> [Work to be completed]: Can you pull out every one of the records below and reproduce each line unchanged?
begin The records
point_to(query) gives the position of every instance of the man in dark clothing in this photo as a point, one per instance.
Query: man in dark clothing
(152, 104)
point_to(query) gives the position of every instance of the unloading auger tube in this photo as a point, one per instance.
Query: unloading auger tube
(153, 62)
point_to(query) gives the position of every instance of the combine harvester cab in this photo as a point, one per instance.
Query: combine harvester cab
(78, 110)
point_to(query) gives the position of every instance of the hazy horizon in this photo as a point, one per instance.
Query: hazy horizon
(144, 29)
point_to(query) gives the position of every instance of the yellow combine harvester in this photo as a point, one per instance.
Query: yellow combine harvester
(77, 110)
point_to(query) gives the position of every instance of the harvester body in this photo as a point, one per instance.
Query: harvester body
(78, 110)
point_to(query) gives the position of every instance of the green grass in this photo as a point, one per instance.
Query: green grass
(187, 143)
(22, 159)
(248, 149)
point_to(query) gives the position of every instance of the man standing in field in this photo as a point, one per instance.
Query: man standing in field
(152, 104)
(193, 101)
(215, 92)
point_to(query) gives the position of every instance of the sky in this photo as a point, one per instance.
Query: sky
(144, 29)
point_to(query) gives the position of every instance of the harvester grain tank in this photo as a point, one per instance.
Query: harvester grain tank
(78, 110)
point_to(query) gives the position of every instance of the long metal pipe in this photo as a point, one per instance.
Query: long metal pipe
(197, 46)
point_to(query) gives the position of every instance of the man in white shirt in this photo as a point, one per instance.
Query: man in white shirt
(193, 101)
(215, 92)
end The records
> [Written solution]:
point_to(query) gives the position of every instance of the man in dark clothing in this photo as a point, one per instance.
Query: man in dark clothing
(152, 104)
point_to(query) gives the position of every instance of the unloading auger tube in this photo as a point, one per instance.
Query: unloading auger tube
(153, 62)
point_to(query) gives the position of every instance of the combine harvester cab in this photo as a point, one per instance.
Query: combine harvester cab
(78, 110)
point_to(query) gives the position of every instance of the hazy horizon in this photo as a point, one per instance.
Query: hazy horizon
(144, 29)
point_to(query) gives the position of every instance of the yellow combine harvester in this photo as a point, one per instance.
Query: yellow combine harvester
(77, 110)
point_to(query) gives the position of every instance of the harvester body in this photo as a point, one per instance.
Query: harvester body
(78, 110)
point_to(query) gives the position of every instance of the green grass in this photo as a point, one per instance.
Query: green grass
(187, 143)
(22, 159)
(248, 149)
point_to(query) gives the position of every instance of the man standing in field in this photo as a point, one per instance.
Query: man standing in field
(152, 104)
(193, 101)
(215, 92)
point_to(query) gives the position of every instance of the sky in this photo as a point, one per instance.
Query: sky
(144, 29)
point_to(query) gives the position of every instance of the harvester grain tank in this photo as a point, one per instance.
Query: harvester grain tank
(78, 110)
point_to(query) gives the position of every instance of the long metal pipe in this photo as a point, one per instance.
Query: long metal pipe
(197, 46)
point_to(query) gives the position of every instance of the man in white shirt in this photo as a point, one per instance.
Query: man in white shirt
(193, 101)
(215, 92)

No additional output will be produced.